**EXERCISE PROMPT:** Copy out the material below line for line, changing nothing.
***** DATA SHOWN *****
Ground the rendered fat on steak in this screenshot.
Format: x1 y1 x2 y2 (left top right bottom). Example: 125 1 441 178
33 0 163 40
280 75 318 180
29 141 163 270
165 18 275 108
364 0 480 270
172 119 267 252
*****
**SOLUTION TO THIS EXERCISE:**
Ground the rendered fat on steak in this screenshot.
Format: x1 y1 x2 y2 (left top right bottom). Example: 125 1 441 178
33 0 163 40
280 75 318 180
29 141 163 270
165 18 275 108
364 0 480 270
172 119 267 252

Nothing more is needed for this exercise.